*** Records supplied ***
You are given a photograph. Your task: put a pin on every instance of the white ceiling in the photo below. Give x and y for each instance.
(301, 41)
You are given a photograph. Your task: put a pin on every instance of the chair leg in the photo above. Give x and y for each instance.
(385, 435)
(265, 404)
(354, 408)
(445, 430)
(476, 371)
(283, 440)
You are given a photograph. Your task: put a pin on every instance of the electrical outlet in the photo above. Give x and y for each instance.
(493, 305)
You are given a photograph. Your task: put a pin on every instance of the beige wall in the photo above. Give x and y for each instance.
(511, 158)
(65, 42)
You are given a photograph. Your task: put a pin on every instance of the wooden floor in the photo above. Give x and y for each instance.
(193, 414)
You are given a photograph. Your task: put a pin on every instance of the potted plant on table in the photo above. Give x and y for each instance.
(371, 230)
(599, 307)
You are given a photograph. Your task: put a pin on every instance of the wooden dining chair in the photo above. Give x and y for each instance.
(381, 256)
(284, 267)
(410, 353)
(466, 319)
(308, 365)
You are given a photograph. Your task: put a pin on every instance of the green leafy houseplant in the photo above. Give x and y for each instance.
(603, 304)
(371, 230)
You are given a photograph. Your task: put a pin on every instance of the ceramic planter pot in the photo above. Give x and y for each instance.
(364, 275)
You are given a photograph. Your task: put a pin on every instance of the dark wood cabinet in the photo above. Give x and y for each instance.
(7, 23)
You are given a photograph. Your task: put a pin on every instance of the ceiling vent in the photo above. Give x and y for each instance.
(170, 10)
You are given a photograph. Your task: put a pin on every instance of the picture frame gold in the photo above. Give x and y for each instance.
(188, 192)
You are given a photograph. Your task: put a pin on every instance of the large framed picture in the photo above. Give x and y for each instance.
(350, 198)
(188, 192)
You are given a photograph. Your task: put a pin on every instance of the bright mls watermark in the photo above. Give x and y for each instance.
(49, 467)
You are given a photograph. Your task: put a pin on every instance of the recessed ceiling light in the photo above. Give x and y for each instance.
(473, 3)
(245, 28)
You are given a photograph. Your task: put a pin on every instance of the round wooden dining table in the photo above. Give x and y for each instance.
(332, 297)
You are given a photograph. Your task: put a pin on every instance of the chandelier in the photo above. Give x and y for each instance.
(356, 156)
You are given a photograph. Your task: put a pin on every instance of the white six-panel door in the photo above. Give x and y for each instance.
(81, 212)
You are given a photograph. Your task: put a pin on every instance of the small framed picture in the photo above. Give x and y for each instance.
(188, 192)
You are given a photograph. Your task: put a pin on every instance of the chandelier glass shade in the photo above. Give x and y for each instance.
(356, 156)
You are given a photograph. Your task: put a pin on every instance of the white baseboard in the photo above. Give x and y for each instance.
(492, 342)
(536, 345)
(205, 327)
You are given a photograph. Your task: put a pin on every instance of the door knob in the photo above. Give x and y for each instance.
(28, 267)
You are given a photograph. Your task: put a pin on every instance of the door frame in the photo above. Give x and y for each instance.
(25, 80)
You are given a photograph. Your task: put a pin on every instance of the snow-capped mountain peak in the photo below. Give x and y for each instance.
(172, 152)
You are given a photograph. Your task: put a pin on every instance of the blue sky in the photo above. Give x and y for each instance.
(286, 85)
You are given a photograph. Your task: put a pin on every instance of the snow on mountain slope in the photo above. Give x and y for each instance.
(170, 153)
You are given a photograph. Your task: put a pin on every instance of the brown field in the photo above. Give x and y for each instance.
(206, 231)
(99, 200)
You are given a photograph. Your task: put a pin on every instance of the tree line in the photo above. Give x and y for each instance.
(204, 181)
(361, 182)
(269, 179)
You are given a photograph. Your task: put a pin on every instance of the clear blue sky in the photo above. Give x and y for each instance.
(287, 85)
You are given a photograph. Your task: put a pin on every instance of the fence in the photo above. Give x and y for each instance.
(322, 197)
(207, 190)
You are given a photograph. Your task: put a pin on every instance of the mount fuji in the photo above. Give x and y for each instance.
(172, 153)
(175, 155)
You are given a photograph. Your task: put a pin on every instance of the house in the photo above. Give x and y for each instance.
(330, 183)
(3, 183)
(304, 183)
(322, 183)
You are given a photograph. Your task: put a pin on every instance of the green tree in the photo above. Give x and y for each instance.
***
Instructions for the task:
Reproduce each record exactly as it appears.

Completed task:
You are given a photograph. Your task: put a pin on every instance of the white ceiling in the photo below. Give x and y for each instance.
(301, 41)
You are given a photograph. Your task: put a pin on every instance of the chair leg in the photo above. Give x and y for each instance.
(385, 435)
(265, 404)
(354, 408)
(445, 430)
(476, 371)
(283, 440)
You are given a photograph. Your task: put a pin on every instance of the electrical outlet in the photo above. Give x and y for each instance.
(493, 305)
You are given a photograph. Your task: put a pin on every instance of the beige wall in the photo above. Give x and y for each instance.
(511, 158)
(65, 42)
You are given a photograph. Your task: put a pin on every instance of the wooden floor in the photo above. Give x and y for each instance.
(193, 414)
You are given a photograph. Your task: put a pin on every instance of the potted plant on table in the photo above. Give x and y for each instance.
(371, 230)
(599, 307)
You are given a photograph. Your task: put a pin on every instance of the wooden dining chair in the photo above. Give x and y for each instance.
(381, 256)
(284, 267)
(410, 353)
(466, 319)
(308, 365)
You are given a photograph. Your task: put a pin on every instance of the green leafy houseplant in the photo above. Give x and y for each instance.
(603, 304)
(371, 230)
You are given a photograph. Your task: put a pin on every instance of the ceramic planter pot in the photo above. Give x and y for each instance.
(364, 275)
You are given a photograph. Your task: put a pin on every instance of the dark wood cabinet in the photo above. Give x and y for each instance.
(7, 23)
You are given a photograph. Your task: put a pin on every instance of the ceiling vent in the photo above. Give x and y for each instance.
(170, 10)
You are given a photograph. Your task: put a pin on every instance of the picture frame gold in the photo above. Give x and y for each instance.
(188, 192)
You are given a photograph. Your task: put a pin on every instance of the large framed picture in the photo above. Give x and y for each instance.
(350, 198)
(188, 192)
You are given a photograph. Your task: put a pin on every instance of the bright mls watermark in the photo above. Give x and y for each instance.
(49, 467)
You are given a photograph. Your task: put a pin on every instance of the recessed ceiling light in the photo above. Give x and y for each instance.
(473, 3)
(245, 28)
You are given a photograph. Your task: put a pin on every instance of the round wooden dining table in the photo above. Give x and y for each instance.
(332, 297)
You are given a photograph. Your task: put a pin on every instance of the chandelier in the photo above. Give x and y for each instance.
(356, 156)
You are given a photograph. Your task: put a pin on every instance of the white six-panel door in the photo above. Give x and y for each instance.
(81, 212)
You are given a photograph. Your task: put a pin on every instance of the small framed picture in the photo above. Give x and y for each instance.
(188, 192)
You are given a photograph. Your task: put a pin on every instance of the chandelier glass shade in the photo above. Give x and y for each instance.
(356, 156)
You are given a photograph. Your task: put a pin on every instance of the white baseboard in the photo above. Give x and y for each instance.
(492, 342)
(536, 345)
(205, 327)
You are given a photograph. Your task: put a pin on every instance of the door knob in the photo above. Give x and y for each instance.
(28, 267)
You are given a photograph. Your task: put a pin on every instance of the door frame in the photo above. Give x and y for each instance.
(25, 80)
You are given a photograph. Your task: put a pin on every instance of the snow-capped mountain peak in the photo below. Give x and y for each instance.
(172, 152)
You are given a photograph. Your task: put a pin on every instance of the blue sky in the photo above. Give x and y for each instance.
(286, 85)
You are given a photograph. Your task: put a pin on every instance of the snow on mountain slope in the photo above. Give x and y for each instance.
(170, 153)
You are given a photograph. Your task: put a pin on every instance of the brown field in the photo above. Give x and y for each instance.
(206, 231)
(99, 200)
You are given a photograph. Your task: put a pin on every instance of the tree line in the photo above. Give x and y for each instance.
(204, 181)
(361, 182)
(269, 179)
You are given a photograph. Your task: put a pin on every instance of the clear blue sky in the photo above. Give x and y for each instance.
(287, 85)
You are given a photograph. Your task: put a pin on every instance of the fence in the photo above. Give x and y for each instance.
(322, 197)
(207, 190)
You are given a photograph. Your task: put a pin on every instance of the mount fuji in the photo above. Give x and y for each instance.
(172, 153)
(175, 155)
You are given a photograph. Your task: put a pin on every instance of the house in the photo above. Give x and y for each instance.
(330, 183)
(3, 183)
(304, 183)
(322, 183)
You are given a photograph. Your task: put a pin on every instance of the green tree in the photo above. Give x and y for each instance.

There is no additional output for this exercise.